GIVEN DATA ::

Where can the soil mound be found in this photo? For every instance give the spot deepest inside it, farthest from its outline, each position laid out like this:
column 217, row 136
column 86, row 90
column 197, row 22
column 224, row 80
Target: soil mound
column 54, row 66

TASK TO COMPLETE :: The records above should be returned exactly.

EXERCISE SOLUTION ::
Where can the soil mound be found in this photo? For every instance give the spot deepest inside it, farthest from its outline, each position laid out like this:
column 217, row 136
column 86, row 90
column 197, row 22
column 224, row 80
Target: soil mound
column 54, row 66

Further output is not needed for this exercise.